# WORK REQUEST:
Extract the text of every entry below exactly; leave images out.

# THE INPUT:
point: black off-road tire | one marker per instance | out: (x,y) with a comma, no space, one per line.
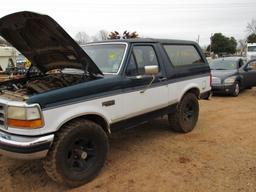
(77,143)
(185,118)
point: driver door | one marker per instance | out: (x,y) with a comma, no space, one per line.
(141,99)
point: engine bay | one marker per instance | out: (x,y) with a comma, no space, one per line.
(21,89)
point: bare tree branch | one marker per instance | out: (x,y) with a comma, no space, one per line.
(251,27)
(82,38)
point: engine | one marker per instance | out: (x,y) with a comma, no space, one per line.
(22,89)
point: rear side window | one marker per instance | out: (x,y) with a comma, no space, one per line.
(141,56)
(182,55)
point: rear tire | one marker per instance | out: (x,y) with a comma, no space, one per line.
(78,153)
(186,115)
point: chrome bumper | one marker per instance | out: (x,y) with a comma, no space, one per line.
(22,147)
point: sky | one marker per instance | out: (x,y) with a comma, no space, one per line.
(172,19)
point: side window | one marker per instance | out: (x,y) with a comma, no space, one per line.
(252,65)
(141,56)
(182,55)
(132,69)
(240,63)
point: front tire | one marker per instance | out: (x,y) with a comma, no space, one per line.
(78,153)
(186,115)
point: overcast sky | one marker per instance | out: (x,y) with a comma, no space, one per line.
(179,19)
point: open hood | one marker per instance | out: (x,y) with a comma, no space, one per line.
(44,42)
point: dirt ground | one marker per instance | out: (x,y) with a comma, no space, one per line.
(218,155)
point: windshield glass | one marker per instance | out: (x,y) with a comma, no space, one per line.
(252,49)
(223,64)
(108,57)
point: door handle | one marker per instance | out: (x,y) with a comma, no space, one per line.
(162,78)
(108,103)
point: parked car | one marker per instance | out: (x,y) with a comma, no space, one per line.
(65,118)
(232,74)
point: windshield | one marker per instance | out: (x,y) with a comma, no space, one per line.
(223,64)
(108,57)
(251,48)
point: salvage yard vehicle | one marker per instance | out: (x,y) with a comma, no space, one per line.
(232,74)
(65,113)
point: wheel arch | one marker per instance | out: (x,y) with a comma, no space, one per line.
(95,117)
(193,89)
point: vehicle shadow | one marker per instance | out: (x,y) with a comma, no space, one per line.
(17,175)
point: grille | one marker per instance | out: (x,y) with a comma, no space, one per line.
(2,116)
(216,81)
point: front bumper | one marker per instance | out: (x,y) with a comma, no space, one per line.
(21,147)
(223,89)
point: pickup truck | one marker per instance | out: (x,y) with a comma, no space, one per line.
(64,113)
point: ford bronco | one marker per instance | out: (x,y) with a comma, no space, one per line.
(65,112)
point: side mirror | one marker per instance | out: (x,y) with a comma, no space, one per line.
(151,70)
(251,65)
(248,68)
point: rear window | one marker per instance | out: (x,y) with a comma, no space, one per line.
(182,55)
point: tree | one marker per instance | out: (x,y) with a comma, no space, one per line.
(222,44)
(242,46)
(251,38)
(3,41)
(103,35)
(251,27)
(126,35)
(82,38)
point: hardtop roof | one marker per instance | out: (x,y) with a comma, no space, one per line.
(148,40)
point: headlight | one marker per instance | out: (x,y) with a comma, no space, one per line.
(24,117)
(230,80)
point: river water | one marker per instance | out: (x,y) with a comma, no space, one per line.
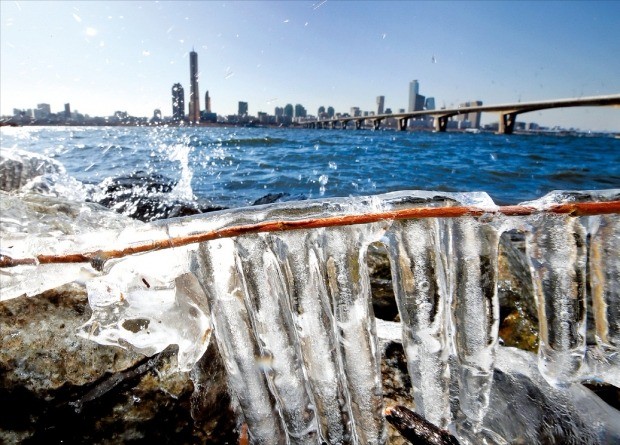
(235,166)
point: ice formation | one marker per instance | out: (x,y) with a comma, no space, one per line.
(292,315)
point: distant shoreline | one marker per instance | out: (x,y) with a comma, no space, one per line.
(538,132)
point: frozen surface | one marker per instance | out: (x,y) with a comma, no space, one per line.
(292,316)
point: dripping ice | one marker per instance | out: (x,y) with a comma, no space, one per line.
(292,316)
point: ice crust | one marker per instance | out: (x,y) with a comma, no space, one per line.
(292,314)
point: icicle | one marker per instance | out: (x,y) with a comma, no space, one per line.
(269,306)
(315,328)
(349,284)
(420,289)
(557,255)
(604,261)
(218,263)
(475,312)
(604,278)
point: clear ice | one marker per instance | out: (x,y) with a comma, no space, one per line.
(292,316)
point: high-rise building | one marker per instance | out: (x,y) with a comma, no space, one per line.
(207,102)
(178,102)
(300,111)
(243,109)
(414,90)
(289,110)
(194,97)
(380,104)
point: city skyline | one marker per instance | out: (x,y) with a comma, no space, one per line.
(269,54)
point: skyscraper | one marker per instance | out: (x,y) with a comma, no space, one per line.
(178,102)
(380,104)
(194,96)
(243,109)
(414,90)
(207,102)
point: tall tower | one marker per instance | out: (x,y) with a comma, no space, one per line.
(207,102)
(178,102)
(414,90)
(380,104)
(194,96)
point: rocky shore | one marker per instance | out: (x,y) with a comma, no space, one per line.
(56,387)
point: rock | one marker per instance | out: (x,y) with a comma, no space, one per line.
(147,197)
(57,387)
(518,312)
(270,198)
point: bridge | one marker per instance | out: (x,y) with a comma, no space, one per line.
(507,113)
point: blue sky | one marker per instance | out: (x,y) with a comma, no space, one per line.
(108,56)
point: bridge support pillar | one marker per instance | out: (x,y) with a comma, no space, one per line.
(440,123)
(507,123)
(402,123)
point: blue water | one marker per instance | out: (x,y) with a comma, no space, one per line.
(235,166)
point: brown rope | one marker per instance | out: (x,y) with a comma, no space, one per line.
(98,258)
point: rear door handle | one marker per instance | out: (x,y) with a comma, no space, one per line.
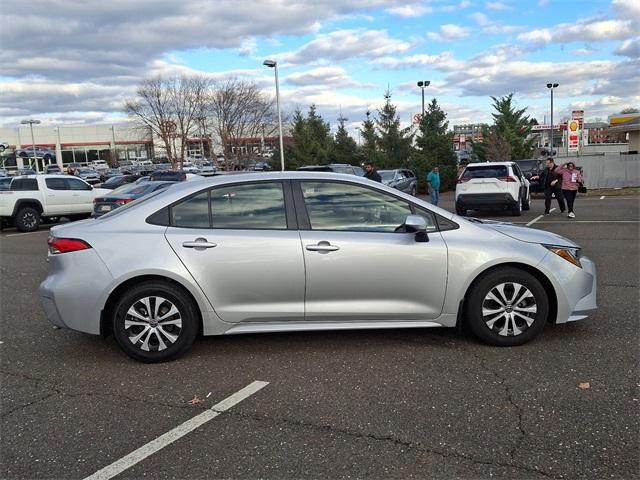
(199,243)
(322,247)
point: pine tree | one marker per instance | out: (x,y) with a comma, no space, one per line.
(434,147)
(344,147)
(394,142)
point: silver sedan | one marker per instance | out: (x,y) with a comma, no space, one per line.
(304,251)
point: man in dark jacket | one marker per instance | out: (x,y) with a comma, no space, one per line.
(552,184)
(371,173)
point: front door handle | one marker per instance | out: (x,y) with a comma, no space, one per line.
(199,243)
(322,247)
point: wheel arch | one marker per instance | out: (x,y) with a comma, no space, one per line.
(540,276)
(107,310)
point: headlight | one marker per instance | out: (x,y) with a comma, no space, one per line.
(571,255)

# TASK ANSWER:
point: black off-road tire | one marker per instance | out: (x,y) with a comma, no space, one per line.
(77,143)
(185,118)
point: driver door | one marker per instance | out: (x,y) with a comma, no space, one per line.
(141,99)
point: engine bay | one marker per instance | out: (x,y) with a comma, no space, one per line.
(21,89)
point: bare tree branch | one marker per instance | out: (x,y) with a comma, no space, one per line.
(251,27)
(82,38)
point: engine | one marker per instance | out: (x,y) with a comma, no space, one per line.
(22,89)
point: rear side window | one marker per instance | out: (x,y) with a comma, no space, one per line.
(141,56)
(182,55)
point: rear tire | one marker per instance | out: (x,y) with a comma, no space, one per line.
(78,153)
(186,115)
point: chrome bumper | one marker per instance | out: (x,y) with a comma, no space, one per line.
(22,147)
point: sky | one marker per instance | out: (x,y) with a comma, no space, one per line.
(172,19)
point: side window | one marker per instance | out: (x,y) with a comma, no space, one per line.
(252,65)
(141,56)
(182,55)
(132,69)
(240,63)
point: front tire | one marker per instance | out: (x,y) with a comma, no space, one per line.
(78,153)
(186,115)
point: overcast sky | one marker per instance | out: (x,y) with a comma, no space, one per line.
(179,19)
point: open hood | one marker per instance | out: (x,y) with a comma, no space, one per line.
(44,42)
point: dirt ground | one marker per instance | out: (x,y) with a comma, no space, one per line.
(218,155)
point: windshield glass | one marker per instance | out: (x,y) with a comma, no space, one per line.
(252,49)
(223,64)
(108,57)
point: door handle | one marker per instance | out: (x,y) with a comma, no space, one per line.
(162,78)
(108,103)
point: parked car | one marker per instance | out: (x,y) with a comma, no space, one per line.
(65,118)
(232,74)
point: windshield | one marker per instance | out: (x,y) with a comma, no space, one per line.
(223,64)
(108,57)
(251,48)
point: salvage yard vehicle | one marker per instance | out: (x,y) with a comma, no space, one per line.
(232,74)
(65,113)
point: wheel arch | one marker per instance | out: (x,y) with a comma, no space, one per line.
(95,117)
(193,89)
point: vehicle shadow | one marker per instance | out: (x,y) with a comma, no space, one per line.
(17,175)
point: grille | one marker per instance | out: (x,y) with a comma, no space, one per line.
(2,116)
(216,81)
point: front bumper | one marker per instance | out: (x,y) with a comma, no space, one per line.
(21,147)
(223,89)
point: pickup truck | one marker per instance | out: (x,y) with a comma, no space, one per line.
(64,113)
point: ford bronco | one marker per instance | out: (x,y) with a comma, no space, one per line.
(65,112)
point: side mirror | one marker per instance | out: (x,y) with a comma, no space, one per line.
(151,70)
(251,65)
(248,68)
point: rear window | one marker per instance | out: (x,y) with a comma, no space, one per line.
(182,55)
point: tree | one marker per instance | out: (x,y) with a comma, no space, one per line.
(222,44)
(242,46)
(251,38)
(3,41)
(103,35)
(251,27)
(126,35)
(82,38)
point: hardtop roof | one marker per instance | out: (x,y) with a comma, no space, one per line.
(148,40)
point: headlight | one marker per instance | out: (x,y) with a comma, no space, one per line.
(24,117)
(230,80)
point: river water | one marker per instance | out: (x,y) with a comma, no space, one per line.
(235,166)
point: ice formation | one marker per instance | out: (x,y) with a comma, no space, one per line.
(292,315)
point: distant shoreline | one marker per instance | out: (x,y) with a comma, no space, one per line.
(538,132)
point: frozen surface | one marker per instance | out: (x,y) with a comma, no space, one per line.
(292,316)
point: dripping ice | one marker per instance | out: (x,y) with a comma, no space, one per line.
(292,316)
point: ice crust | one marker per instance | out: (x,y) with a comma, no space, one per line.
(292,314)
point: icicle | one marker per instance | out: (x,y) with a comma, no space, one per line.
(269,306)
(315,328)
(349,284)
(420,289)
(557,255)
(604,261)
(218,263)
(475,312)
(604,278)
point: clear ice | one marker per instance | out: (x,y) with a comma, no space, one per line.
(292,316)
point: high-rise building | one marker per instance | out: (x,y) with a comma, no space, one per line.
(207,102)
(178,102)
(300,111)
(243,109)
(414,90)
(289,110)
(194,97)
(380,104)
point: city skyline | one marker per instance | out: (x,y) with a comma, no space, one per line.
(269,54)
point: skyscraper | one marker per instance | out: (x,y) with a comma, no space, one per line.
(178,102)
(380,104)
(194,96)
(243,109)
(414,90)
(207,102)
point: tall tower | one marker per instance | out: (x,y) with a comma, no space, one per line.
(207,102)
(178,102)
(414,90)
(380,104)
(194,96)
point: rocky shore | one marker per instance | out: (x,y) with a comma, no space, one per line.
(56,387)
point: rock | one marker per instance | out: (x,y) with a comma, no space, one per line.
(147,197)
(57,387)
(518,312)
(270,198)
point: bridge | one marker per instance | out: (x,y) with a comma, no space, one per line.
(507,113)
point: blue sky | one marker per instance | out: (x,y) with a comma, no space, one per line.
(108,56)
point: bridge support pillar | one marker per instance | out: (x,y) with a comma, no space, one per line.
(440,123)
(507,123)
(402,123)
point: blue water | one marker per instance | out: (x,y) with a comma, no space, one per line.
(235,166)
point: brown rope | one marker per instance | out: (x,y) with a comma, no space, one per line.
(98,258)
point: rear door handle | one marker per instance | out: (x,y) with a comma, no space, one per line.
(199,243)
(322,247)
point: pine tree | one marker per instance | out: (x,y) with a comma, no space, one per line.
(434,147)
(344,147)
(394,142)
point: silver sedan | one marker per instance | out: (x,y) with a comma, no space, one per line.
(304,251)
point: man in dark jacket | one marker per instance | out: (x,y) with a comma, no space, one per line.
(552,184)
(371,173)
point: front door handle | one marker per instance | out: (x,y) with a comma, no space, one per line.
(199,243)
(322,247)
point: wheel arch | one marker per instance | out: (x,y) with a comma, no space, one per line.
(540,276)
(107,310)
point: headlight | one marker per instance | out: (x,y) with a comma, no space, one per line.
(571,255)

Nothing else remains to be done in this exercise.